> _Document segment_
########
# Havent Feed My P's in 60 days



## Kylew (Apr 14, 2004)

I havent fed my red bellies in at least 60 days and for some reason they have not attacked each other at all i find this hard to believe does anyone know how this could be i was expecting to see one left in the tank.


----------



## MR HARLEY (Aug 12, 2003)

I find that hard to believe ...


----------



## hastatus (Jan 16, 2003)

> MR HARLEY Posted Today, 04:31 PM
> * I find that hard to believe ... *
> Kylew Posted Today, 04:30 PM
> I havent fed my red bellies in at least 60 days and for some reason they have not attacked each other at all i find this hard to believe does anyone know how this could be i was expecting to see one left in the tank


I don't. During the dry season they live off their fat storage. That's the area above the eye (dorsum). Dry season can last 3 to 4 months. Though I recommend (for your fishes health) not to go to long. Most public aquarios allow their p's to go without eating for that reason, so they poop out any parasite or other problem they may have. They also are leaner and "meaner". I let mine go for several weeks for that reason.
########
> _Tasks to complete_
1. Repeat the stretch of the piranha feeding thread from "# Havent Feed" through "(Aug 12, 2003)".
2. Answer these questions from the piranha feeding thread:
(a) How many days has Kylew gone without feeding the red bellies?
(b) In the dry season, what do the fish live off, according to hastatus?
(c) How long can the dry season last?
You will not need the listing that comes after the piranha feeding thread.

> _Dataset excerpt_
########
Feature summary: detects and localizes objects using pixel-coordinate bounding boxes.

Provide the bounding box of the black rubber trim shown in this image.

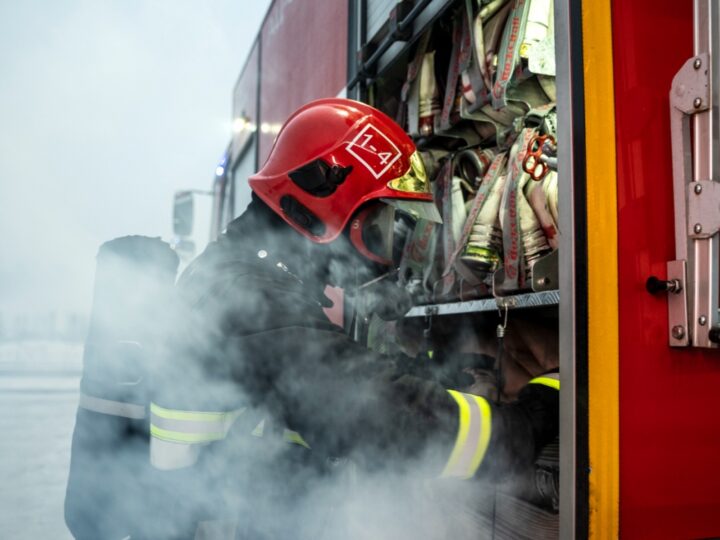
[567,1,590,538]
########
> _Answers per task_
1.
# Havent Feed My P's in 60 days



## Kylew (Apr 14, 2004)

I havent fed my red bellies in at least 60 days and for some reason they have not attacked each other at all i find this hard to believe does anyone know how this could be i was expecting to see one left in the tank.


----------



## MR HARLEY (Aug 12, 2003)

2.
(a) At least 60 days.
(b) Their fat storage, in the area above the eye (dorsum).
(c) 3 to 4 months.